_Records from a point labeling set_.

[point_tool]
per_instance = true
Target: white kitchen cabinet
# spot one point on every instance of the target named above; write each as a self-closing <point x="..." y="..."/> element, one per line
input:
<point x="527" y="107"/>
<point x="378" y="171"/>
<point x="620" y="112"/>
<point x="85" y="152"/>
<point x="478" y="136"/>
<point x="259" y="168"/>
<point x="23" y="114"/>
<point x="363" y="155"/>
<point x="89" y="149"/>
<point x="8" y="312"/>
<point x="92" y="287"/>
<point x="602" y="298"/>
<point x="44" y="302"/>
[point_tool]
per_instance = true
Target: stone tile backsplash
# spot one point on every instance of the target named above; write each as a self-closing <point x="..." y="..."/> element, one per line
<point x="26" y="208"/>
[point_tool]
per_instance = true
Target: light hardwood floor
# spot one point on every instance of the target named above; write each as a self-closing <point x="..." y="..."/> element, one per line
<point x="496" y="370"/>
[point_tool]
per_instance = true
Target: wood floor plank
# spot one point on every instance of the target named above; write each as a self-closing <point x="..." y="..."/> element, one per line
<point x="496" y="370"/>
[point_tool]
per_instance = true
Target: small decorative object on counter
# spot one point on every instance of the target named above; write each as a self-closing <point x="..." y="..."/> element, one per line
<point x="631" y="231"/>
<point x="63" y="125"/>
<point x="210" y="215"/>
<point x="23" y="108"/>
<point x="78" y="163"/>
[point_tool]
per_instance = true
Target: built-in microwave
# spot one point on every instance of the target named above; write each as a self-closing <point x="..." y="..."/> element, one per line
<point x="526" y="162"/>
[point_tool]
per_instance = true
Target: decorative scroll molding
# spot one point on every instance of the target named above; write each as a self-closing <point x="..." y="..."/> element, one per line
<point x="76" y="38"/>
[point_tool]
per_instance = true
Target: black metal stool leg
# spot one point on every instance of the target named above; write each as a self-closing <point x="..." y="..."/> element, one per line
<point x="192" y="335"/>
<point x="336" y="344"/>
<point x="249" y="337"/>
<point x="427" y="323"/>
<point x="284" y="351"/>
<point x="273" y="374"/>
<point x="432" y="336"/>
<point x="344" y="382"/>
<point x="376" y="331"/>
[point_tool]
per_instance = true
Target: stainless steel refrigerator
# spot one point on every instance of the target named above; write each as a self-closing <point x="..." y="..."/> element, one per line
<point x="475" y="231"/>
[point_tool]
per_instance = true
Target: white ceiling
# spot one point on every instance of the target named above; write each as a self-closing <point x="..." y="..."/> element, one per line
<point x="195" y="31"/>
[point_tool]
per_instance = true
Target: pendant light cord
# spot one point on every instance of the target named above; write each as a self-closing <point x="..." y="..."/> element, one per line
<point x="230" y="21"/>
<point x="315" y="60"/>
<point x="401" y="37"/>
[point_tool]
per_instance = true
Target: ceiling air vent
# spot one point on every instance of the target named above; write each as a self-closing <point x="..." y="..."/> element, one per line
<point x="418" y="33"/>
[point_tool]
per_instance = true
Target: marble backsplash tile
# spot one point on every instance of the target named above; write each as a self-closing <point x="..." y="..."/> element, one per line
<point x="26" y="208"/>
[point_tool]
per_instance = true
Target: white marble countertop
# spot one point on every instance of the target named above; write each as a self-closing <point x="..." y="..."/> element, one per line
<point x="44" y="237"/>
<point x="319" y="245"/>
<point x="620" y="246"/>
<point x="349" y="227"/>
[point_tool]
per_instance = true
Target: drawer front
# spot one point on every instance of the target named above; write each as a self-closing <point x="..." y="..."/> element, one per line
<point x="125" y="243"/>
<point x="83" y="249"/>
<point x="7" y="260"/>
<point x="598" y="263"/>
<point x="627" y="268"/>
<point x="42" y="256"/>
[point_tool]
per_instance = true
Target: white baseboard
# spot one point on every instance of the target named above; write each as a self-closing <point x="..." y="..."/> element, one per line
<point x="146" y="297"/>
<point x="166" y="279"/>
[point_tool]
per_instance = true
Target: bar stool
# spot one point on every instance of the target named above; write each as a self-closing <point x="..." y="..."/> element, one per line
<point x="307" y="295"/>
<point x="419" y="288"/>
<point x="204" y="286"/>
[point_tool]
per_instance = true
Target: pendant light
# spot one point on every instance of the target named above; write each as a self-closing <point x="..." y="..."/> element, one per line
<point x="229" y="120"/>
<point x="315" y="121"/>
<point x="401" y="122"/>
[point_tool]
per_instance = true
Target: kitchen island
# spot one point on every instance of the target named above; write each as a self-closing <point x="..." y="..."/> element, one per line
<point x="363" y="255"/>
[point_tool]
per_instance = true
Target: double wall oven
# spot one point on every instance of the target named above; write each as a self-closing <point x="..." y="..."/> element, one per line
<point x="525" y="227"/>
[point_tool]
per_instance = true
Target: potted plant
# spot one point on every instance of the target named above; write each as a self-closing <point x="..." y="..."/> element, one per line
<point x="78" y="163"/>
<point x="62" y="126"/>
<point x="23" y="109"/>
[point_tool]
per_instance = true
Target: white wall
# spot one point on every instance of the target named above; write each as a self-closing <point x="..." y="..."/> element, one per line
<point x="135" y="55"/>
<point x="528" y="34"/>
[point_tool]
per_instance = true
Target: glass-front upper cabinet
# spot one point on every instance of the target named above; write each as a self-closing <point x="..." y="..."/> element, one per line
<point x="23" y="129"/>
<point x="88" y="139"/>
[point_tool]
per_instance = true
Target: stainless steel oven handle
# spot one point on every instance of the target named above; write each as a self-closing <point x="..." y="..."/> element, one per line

_EXERCISE TASK_.
Repeat each of the entries above precisely as given.

_EXPECTED ANSWER_.
[point_tool]
per_instance = true
Target: white kitchen cabinet
# spot one point on every instance of the target named above; write each as a self-closing <point x="..." y="..."/> element, one per line
input:
<point x="527" y="107"/>
<point x="378" y="171"/>
<point x="620" y="112"/>
<point x="85" y="152"/>
<point x="478" y="136"/>
<point x="259" y="168"/>
<point x="23" y="114"/>
<point x="363" y="155"/>
<point x="89" y="149"/>
<point x="8" y="312"/>
<point x="92" y="287"/>
<point x="602" y="298"/>
<point x="44" y="302"/>
[point_tool]
per_instance = true
Target: stone tile backsplash
# spot one point on every instance of the target named above; write each as a self-closing <point x="..." y="..."/> element, one per line
<point x="26" y="208"/>
[point_tool]
per_instance = true
Target: light hardwood floor
# spot one point on every instance of the target named above; write each as a self-closing <point x="..." y="..."/> element, one per line
<point x="496" y="370"/>
[point_tool]
per_instance = true
Target: wood floor plank
# spot one point on every instance of the target named above; write each as a self-closing <point x="..." y="..."/> element, one per line
<point x="496" y="370"/>
[point_tool]
per_instance = true
Target: small decorative object on counter
# spot one point on every instance of the target named above; write each as a self-closing <point x="..." y="..."/> element, one per line
<point x="631" y="231"/>
<point x="63" y="125"/>
<point x="210" y="215"/>
<point x="23" y="108"/>
<point x="78" y="163"/>
[point_tool]
per_instance = true
Target: built-in microwave
# spot one point on every instance of the target named above; write each as a self-closing <point x="..." y="..."/> element, one per line
<point x="526" y="162"/>
[point_tool]
per_instance = true
Target: decorative scroll molding
# spot one point on every instance of the target named above; write each as a self-closing <point x="..." y="..."/> element, one per line
<point x="76" y="38"/>
[point_tool]
per_instance = true
Target: black metal stool leg
# spot one point on every instance of the target named above; write each as a self-closing <point x="..." y="..."/> element, one per line
<point x="192" y="335"/>
<point x="336" y="344"/>
<point x="249" y="337"/>
<point x="427" y="323"/>
<point x="284" y="351"/>
<point x="273" y="374"/>
<point x="432" y="336"/>
<point x="344" y="382"/>
<point x="376" y="331"/>
[point_tool]
per_instance = true
Target: stainless steel refrigerator
# spot one point on every instance of the target named above; write each as a self-closing <point x="..." y="..."/> element, one per line
<point x="475" y="231"/>
[point_tool]
per_instance = true
Target: white ceiling
# spot one point on every instance of the target named above; write each as a self-closing <point x="..." y="..."/> element, one per line
<point x="195" y="31"/>
[point_tool]
per_instance = true
Target: pendant light cord
# spot one point on every instance of the target named above; write each as a self-closing <point x="..." y="..."/> element, one per line
<point x="230" y="21"/>
<point x="315" y="60"/>
<point x="401" y="37"/>
[point_tool]
per_instance = true
Target: ceiling air vent
# spot one point on every instance of the target named above; write each as a self-closing <point x="..." y="..."/> element, one per line
<point x="418" y="33"/>
[point_tool]
per_instance = true
Target: marble backsplash tile
# spot one point on every instance of the target named above; write each as a self-closing <point x="..." y="..."/> element, one per line
<point x="26" y="208"/>
[point_tool]
per_instance = true
Target: white marble countertop
# spot one point on every instance of the target named above; write each as a self-closing <point x="..." y="..."/> element, one per line
<point x="44" y="237"/>
<point x="319" y="245"/>
<point x="620" y="246"/>
<point x="349" y="227"/>
[point_tool]
per_instance = true
Target: drawer front
# spot one point on every instance of the target named above; write each as a self-closing <point x="..." y="..."/> element, one per line
<point x="125" y="243"/>
<point x="83" y="249"/>
<point x="7" y="260"/>
<point x="598" y="263"/>
<point x="627" y="268"/>
<point x="42" y="256"/>
[point_tool]
per_instance = true
Target: white baseboard
# spot one point on every instance of the target named above; write each as a self-closing <point x="..." y="..."/> element, one per line
<point x="146" y="297"/>
<point x="166" y="279"/>
[point_tool]
per_instance = true
Target: bar stool
# spot one point on every instance of the target named above; write each as a self-closing <point x="..." y="..."/> element, one per line
<point x="307" y="295"/>
<point x="419" y="288"/>
<point x="204" y="286"/>
[point_tool]
per_instance = true
Target: pendant light
# spot one point on every instance of the target named above; write each as a self-closing <point x="..." y="..."/> element, one per line
<point x="229" y="120"/>
<point x="315" y="121"/>
<point x="401" y="122"/>
[point_tool]
per_instance = true
Target: kitchen island
# spot one point on every instance of the target named above; write each as a self-closing <point x="..." y="..."/> element, one per line
<point x="363" y="255"/>
[point_tool]
per_instance = true
Target: double wall oven
# spot one point on every instance of the target named above; write each as a self-closing <point x="..." y="..."/> element, one per line
<point x="525" y="227"/>
[point_tool]
per_instance = true
Target: potted plant
# spot one point on every instance of the target named above; write each as a self-closing <point x="..." y="..."/> element, one per line
<point x="78" y="163"/>
<point x="62" y="126"/>
<point x="23" y="109"/>
[point_tool]
per_instance = true
Target: white wall
# spot one point on every instance of the target named above; write each as a self-closing <point x="..." y="..."/> element, one per line
<point x="135" y="55"/>
<point x="528" y="34"/>
[point_tool]
per_instance = true
Target: glass-front upper cabinet
# spot one point on every instance of the target named above; write each as a self-closing <point x="..." y="..."/> element, one per line
<point x="23" y="129"/>
<point x="88" y="139"/>
[point_tool]
per_instance = true
Target: stainless steel oven handle
# spot one point on every instance of the target named above; write each as a self-closing <point x="..." y="..."/> element, one per line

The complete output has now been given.